* PROBLEM DETAILS *
Could you copy out all of the records below exactly, leaving out every picture?

-*-*-

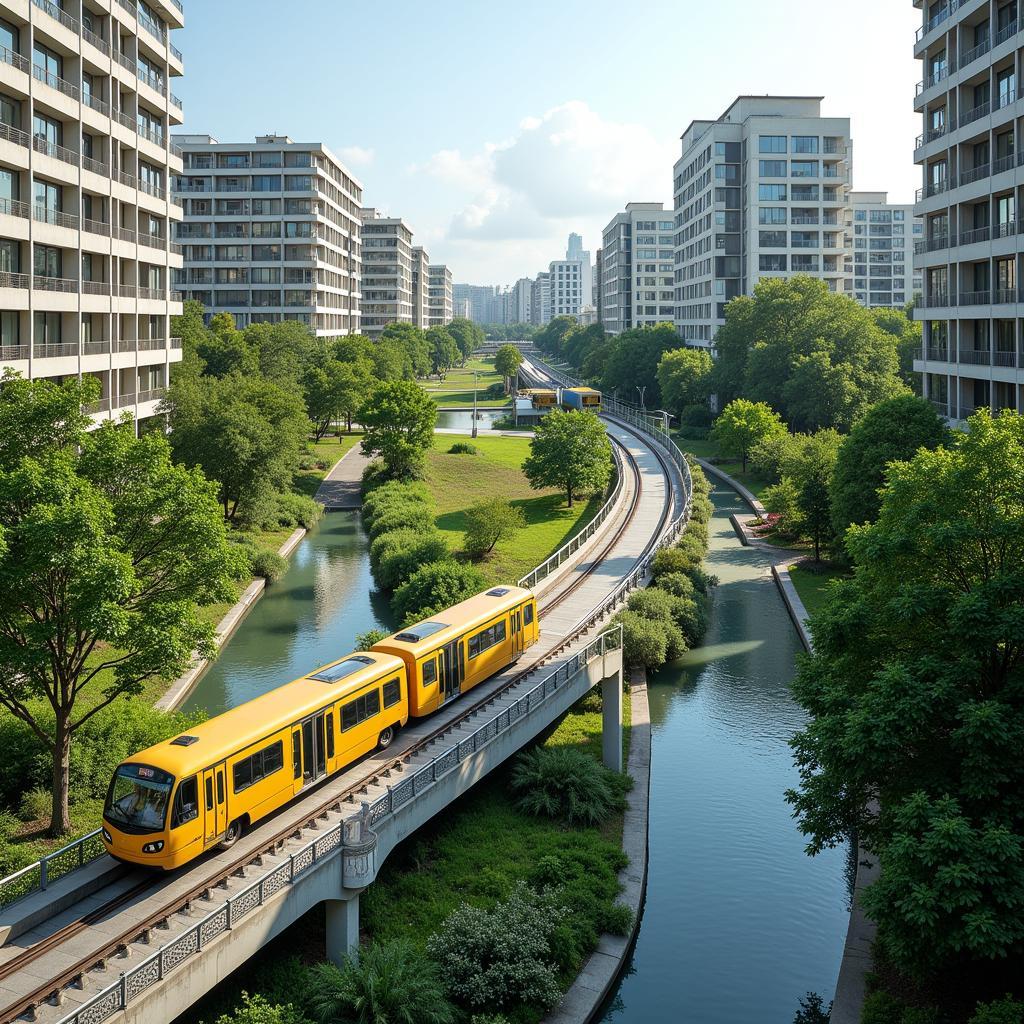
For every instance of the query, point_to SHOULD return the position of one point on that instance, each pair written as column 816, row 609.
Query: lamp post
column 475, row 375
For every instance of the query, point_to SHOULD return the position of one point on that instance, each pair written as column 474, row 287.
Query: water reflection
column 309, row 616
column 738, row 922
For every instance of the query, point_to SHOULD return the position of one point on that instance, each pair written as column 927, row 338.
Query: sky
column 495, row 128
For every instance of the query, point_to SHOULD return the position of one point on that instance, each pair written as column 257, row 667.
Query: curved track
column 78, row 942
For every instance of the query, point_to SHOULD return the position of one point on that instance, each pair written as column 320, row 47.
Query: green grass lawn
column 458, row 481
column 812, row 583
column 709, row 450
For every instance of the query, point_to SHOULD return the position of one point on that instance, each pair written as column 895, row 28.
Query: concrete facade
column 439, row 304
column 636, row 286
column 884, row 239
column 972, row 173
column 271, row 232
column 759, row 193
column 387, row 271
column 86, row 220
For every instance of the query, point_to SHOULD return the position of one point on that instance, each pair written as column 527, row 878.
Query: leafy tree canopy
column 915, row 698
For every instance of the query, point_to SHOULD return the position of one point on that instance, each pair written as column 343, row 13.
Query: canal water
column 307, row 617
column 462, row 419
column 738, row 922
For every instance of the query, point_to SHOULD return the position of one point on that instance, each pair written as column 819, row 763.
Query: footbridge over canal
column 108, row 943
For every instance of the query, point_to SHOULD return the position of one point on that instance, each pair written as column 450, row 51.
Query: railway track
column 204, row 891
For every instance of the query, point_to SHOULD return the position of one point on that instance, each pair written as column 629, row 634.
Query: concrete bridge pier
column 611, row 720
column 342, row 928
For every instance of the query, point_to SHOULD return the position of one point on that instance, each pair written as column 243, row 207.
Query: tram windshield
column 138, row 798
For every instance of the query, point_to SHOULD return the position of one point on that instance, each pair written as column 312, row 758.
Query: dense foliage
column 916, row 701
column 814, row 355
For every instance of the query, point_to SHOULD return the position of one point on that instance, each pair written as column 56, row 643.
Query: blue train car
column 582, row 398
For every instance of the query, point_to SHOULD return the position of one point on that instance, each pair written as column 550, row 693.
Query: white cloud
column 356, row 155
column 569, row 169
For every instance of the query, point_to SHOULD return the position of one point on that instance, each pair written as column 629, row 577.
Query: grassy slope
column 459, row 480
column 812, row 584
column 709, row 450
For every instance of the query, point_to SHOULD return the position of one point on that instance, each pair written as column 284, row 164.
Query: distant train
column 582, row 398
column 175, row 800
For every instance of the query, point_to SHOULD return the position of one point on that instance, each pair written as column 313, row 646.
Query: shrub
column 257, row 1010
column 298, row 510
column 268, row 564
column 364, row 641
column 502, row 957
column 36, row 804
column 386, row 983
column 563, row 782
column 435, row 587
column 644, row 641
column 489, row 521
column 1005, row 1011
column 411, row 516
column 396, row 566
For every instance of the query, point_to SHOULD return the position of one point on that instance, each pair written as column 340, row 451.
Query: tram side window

-*-*-

* FINISHED TASK *
For every instance of the query, point_to SHOULD return the position of one point on that instance, each pair written as column 816, row 609.
Query: lamp post
column 475, row 375
For every instance of the query, point_to SHOULD return the position of one point on that instance, each pair written as column 474, row 287.
Query: water reflection
column 309, row 616
column 738, row 922
For every instance of the query, point_to SHOULD return the position of one point on that instance, each pair written as column 927, row 338.
Query: sky
column 495, row 128
For every instance of the query, point_to SHOULD return the position of one point on that instance, each pair written as column 257, row 667.
Query: curved track
column 78, row 942
For every instance of the query, point_to SHOULD return the position of one point on that instance, each pair written as column 320, row 47.
Query: green grass lawn
column 458, row 481
column 812, row 583
column 709, row 450
For every instance of the query, point_to SHOULD return the position of one point on that instance, each pair written as column 895, row 28.
Query: concrete facade
column 439, row 304
column 636, row 286
column 884, row 239
column 972, row 173
column 271, row 232
column 759, row 193
column 387, row 271
column 86, row 220
For every instance of the query, point_to SHOULD return the position of one point on that instance, each pair written as column 527, row 878.
Query: leafy tree canopy
column 915, row 698
For every instance of the query, point_to SHOULD return the position of one point on that instance, each pair written as column 343, row 13.
Query: canal water
column 307, row 617
column 462, row 419
column 738, row 922
For every instance of the query, point_to SHOULD return the position of one point on that instance, each pair written as column 819, row 763.
Query: footbridge over canal
column 108, row 943
For every instance of the query, point_to SHOULD return the position of one point on that instance, each pair written as column 450, row 51.
Query: railway track
column 204, row 891
For every instance of the query, point_to SHOULD return the position of one point on that instance, each pair written as column 629, row 634.
Query: concrete bridge pier
column 611, row 720
column 342, row 928
For every instance of the query, point_to SHOULD return the position of one point on that instance, each pair written as column 243, row 207.
Query: tram windshield
column 138, row 798
For every instance of the query, point_to SHOULD return the position of one point on that instance, each pair written as column 312, row 758.
Query: dense foliage
column 916, row 701
column 814, row 355
For every instance of the query, point_to SHOULD return the position of one point on that instance, each pair written as column 56, row 643.
Query: blue train car
column 582, row 398
For every instance of the query, point_to SHOULD return the position of one point on that instance, each pair written as column 550, row 693.
Query: white cloud
column 356, row 155
column 569, row 169
For every instance of the query, point_to SHOULD return the position of one point on that instance, each pair written as column 629, row 577.
Query: grassy slope
column 459, row 480
column 812, row 584
column 709, row 450
For every instance of the query, point_to SHOULD return the position of one point on that instance, each pair written as column 284, row 164.
Query: distant train
column 582, row 398
column 175, row 800
For every instance of the query, point_to SHOULD return the position of one point on that instance, each pair written as column 313, row 646.
Query: shrub
column 257, row 1010
column 298, row 510
column 268, row 564
column 364, row 641
column 502, row 957
column 36, row 804
column 386, row 983
column 563, row 782
column 435, row 587
column 644, row 641
column 489, row 521
column 1005, row 1011
column 411, row 516
column 396, row 566
For every instance of the query, point_to SHOULD return the position of one point on that instance, each pair written as column 340, row 451.
Query: tram side window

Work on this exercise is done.